* **Items from a dataset**:
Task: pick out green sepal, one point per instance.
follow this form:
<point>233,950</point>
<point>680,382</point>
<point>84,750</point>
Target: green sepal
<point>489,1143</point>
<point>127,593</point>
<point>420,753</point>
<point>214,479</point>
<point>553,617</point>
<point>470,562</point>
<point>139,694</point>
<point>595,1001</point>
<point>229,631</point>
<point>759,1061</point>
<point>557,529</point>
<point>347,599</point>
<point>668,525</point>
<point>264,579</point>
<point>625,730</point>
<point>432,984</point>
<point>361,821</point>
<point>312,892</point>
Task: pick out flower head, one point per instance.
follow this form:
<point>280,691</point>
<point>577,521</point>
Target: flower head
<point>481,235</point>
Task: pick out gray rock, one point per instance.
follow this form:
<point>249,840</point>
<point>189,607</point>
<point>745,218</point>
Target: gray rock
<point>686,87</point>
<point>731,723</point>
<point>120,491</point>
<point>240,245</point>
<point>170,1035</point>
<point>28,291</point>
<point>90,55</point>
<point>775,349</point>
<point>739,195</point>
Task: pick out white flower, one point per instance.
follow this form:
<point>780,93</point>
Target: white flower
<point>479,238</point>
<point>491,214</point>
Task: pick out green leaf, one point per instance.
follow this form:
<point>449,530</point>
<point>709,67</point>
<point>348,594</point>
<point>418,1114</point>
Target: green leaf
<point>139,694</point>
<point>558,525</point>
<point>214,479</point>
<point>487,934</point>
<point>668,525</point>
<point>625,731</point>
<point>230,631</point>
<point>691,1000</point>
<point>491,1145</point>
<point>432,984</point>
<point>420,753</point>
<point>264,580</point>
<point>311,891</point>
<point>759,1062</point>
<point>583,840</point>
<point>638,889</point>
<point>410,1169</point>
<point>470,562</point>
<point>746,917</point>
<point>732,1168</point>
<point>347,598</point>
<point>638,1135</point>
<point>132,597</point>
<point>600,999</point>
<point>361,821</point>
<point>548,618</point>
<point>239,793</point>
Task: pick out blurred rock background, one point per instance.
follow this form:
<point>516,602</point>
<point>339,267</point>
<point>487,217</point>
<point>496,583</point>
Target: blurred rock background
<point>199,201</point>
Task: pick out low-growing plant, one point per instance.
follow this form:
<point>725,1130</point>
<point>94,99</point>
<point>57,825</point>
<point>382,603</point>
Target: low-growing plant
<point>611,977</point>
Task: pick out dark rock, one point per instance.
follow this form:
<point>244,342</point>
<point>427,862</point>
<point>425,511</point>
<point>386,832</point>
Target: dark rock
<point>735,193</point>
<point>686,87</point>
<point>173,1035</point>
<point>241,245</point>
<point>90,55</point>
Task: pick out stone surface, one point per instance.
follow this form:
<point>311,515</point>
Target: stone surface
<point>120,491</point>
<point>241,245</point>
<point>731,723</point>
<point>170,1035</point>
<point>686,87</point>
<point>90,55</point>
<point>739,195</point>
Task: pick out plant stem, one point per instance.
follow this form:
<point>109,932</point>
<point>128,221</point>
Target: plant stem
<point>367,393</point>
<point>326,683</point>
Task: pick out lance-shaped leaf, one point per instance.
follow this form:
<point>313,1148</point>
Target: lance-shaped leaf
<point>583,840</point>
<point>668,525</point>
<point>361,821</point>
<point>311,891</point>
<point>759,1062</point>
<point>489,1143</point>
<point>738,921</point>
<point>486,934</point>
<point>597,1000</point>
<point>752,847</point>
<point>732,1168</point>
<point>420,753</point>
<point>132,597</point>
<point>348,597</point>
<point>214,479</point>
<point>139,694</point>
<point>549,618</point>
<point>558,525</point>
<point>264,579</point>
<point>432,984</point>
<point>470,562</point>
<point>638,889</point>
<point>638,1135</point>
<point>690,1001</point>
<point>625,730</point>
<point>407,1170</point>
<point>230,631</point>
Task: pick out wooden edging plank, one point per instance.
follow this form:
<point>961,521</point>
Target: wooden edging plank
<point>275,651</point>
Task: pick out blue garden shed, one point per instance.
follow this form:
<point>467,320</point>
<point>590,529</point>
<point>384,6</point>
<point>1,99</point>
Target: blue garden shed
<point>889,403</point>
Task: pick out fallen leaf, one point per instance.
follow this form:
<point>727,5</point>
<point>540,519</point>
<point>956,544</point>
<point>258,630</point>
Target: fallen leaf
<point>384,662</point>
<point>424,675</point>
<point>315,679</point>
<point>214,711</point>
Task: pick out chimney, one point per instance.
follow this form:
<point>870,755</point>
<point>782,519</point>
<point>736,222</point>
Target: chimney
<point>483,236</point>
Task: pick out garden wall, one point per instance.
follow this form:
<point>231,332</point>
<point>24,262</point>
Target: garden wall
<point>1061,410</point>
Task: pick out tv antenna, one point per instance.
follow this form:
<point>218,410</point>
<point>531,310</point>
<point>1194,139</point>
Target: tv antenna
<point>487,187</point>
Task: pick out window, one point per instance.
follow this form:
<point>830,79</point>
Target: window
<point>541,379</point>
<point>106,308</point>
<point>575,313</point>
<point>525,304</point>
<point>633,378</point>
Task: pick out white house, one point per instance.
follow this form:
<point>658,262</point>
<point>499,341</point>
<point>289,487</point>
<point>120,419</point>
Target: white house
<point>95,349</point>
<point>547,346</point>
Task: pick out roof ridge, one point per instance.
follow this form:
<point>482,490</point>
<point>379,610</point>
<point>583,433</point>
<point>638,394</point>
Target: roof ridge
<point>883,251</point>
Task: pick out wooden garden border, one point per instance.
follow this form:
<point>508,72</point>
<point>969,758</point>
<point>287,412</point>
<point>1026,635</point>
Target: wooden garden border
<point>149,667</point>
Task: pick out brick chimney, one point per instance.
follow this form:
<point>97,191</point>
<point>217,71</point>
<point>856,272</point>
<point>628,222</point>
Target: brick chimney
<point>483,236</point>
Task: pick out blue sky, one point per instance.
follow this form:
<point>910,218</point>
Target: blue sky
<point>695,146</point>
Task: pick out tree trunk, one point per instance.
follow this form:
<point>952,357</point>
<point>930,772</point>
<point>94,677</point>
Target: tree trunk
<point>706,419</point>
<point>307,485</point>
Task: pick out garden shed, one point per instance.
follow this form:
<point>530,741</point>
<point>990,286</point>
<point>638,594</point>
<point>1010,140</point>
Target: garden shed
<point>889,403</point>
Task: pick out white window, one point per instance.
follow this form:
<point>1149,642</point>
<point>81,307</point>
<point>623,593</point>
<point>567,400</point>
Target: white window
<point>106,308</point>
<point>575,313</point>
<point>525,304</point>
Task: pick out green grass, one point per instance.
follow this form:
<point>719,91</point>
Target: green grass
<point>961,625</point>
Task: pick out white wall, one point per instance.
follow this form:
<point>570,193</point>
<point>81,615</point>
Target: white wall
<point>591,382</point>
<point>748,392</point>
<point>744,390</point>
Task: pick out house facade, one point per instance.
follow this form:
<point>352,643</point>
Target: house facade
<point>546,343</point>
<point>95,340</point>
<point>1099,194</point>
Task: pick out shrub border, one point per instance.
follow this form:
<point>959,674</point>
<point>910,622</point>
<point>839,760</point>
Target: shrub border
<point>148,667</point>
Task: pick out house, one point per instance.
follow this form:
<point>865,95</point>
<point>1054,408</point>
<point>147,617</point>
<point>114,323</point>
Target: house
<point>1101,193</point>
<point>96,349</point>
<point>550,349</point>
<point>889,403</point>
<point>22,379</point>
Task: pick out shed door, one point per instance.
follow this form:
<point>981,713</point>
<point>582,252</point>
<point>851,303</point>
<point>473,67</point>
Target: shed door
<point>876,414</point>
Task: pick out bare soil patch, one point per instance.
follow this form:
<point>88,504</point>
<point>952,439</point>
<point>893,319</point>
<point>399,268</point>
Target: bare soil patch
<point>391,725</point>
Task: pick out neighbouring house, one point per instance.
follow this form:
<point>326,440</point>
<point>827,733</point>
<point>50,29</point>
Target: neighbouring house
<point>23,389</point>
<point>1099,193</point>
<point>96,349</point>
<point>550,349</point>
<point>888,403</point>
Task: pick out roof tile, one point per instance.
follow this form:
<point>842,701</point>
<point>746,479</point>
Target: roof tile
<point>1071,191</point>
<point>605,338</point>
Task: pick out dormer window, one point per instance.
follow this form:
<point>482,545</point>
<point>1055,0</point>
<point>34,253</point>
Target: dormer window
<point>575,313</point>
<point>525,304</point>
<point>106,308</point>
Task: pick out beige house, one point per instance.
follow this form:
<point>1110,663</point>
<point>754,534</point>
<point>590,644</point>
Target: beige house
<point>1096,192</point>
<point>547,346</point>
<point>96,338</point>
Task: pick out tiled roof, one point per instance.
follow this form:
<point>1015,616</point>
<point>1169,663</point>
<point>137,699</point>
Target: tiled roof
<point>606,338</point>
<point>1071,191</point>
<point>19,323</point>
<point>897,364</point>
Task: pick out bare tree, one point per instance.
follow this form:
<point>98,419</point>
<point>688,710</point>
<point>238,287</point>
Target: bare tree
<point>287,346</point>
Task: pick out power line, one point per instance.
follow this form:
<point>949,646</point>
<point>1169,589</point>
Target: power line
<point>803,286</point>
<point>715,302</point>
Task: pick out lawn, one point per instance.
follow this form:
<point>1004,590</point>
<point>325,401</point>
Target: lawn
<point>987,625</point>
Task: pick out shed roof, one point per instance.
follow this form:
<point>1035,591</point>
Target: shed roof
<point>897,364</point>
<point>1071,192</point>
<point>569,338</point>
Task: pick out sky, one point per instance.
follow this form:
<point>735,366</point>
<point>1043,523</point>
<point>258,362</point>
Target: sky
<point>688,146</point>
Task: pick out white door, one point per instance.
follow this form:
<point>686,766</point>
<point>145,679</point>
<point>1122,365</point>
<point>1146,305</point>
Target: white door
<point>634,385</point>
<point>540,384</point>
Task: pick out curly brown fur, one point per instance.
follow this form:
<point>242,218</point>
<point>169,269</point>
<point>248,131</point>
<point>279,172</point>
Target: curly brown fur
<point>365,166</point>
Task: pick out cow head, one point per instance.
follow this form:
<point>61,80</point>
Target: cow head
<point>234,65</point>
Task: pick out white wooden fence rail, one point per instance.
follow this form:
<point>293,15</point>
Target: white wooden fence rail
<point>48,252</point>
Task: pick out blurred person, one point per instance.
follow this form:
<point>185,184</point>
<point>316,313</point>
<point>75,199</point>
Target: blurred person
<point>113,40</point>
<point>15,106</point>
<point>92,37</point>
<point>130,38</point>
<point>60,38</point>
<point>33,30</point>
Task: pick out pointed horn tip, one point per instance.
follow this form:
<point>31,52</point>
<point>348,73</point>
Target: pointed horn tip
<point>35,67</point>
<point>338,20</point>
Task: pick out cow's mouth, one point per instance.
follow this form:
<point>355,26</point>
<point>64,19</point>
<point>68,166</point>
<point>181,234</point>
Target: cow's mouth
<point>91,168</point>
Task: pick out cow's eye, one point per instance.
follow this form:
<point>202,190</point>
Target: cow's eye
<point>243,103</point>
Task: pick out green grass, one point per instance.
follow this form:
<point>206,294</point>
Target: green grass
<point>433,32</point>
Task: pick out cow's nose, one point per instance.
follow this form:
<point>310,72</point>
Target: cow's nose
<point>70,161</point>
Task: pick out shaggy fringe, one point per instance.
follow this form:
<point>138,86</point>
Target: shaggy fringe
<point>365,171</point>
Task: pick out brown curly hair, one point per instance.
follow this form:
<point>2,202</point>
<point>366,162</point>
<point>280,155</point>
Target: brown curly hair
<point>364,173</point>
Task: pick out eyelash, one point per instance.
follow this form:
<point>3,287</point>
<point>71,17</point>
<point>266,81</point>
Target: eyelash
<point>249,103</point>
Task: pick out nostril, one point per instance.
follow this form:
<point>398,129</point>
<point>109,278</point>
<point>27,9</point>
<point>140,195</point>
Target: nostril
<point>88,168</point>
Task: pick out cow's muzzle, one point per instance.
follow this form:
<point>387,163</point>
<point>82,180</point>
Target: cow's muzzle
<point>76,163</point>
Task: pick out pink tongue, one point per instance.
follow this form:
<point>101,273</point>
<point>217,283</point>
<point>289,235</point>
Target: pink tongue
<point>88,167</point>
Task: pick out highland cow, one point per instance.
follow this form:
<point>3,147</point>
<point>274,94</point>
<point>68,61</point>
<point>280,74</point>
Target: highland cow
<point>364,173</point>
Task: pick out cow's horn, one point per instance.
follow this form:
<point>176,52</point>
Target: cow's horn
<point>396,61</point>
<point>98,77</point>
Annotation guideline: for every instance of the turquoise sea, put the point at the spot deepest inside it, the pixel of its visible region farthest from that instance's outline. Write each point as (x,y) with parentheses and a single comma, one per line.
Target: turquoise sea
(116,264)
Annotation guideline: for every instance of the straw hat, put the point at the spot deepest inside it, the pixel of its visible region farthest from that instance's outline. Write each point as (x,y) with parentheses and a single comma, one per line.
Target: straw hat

* **Instructions to follow**: What are the lines, exactly as written above, from the line with "Target: bare tree" to the line with "<point>1043,523</point>", both included? Output only those.

* **Your response**:
Target: bare tree
<point>287,346</point>
Task: pick out power line, one point per instance.
follow this form:
<point>949,646</point>
<point>1169,589</point>
Target: power line
<point>803,286</point>
<point>715,302</point>
Task: pick out lawn, one point per instance.
follow this form:
<point>1004,590</point>
<point>325,401</point>
Target: lawn
<point>987,625</point>
Task: pick out shed roof, one point per instance.
follow this form:
<point>1035,591</point>
Target: shed roof
<point>897,364</point>
<point>1071,192</point>
<point>569,338</point>
Task: pick out sky, one point per instance.
follow this form:
<point>735,366</point>
<point>1043,523</point>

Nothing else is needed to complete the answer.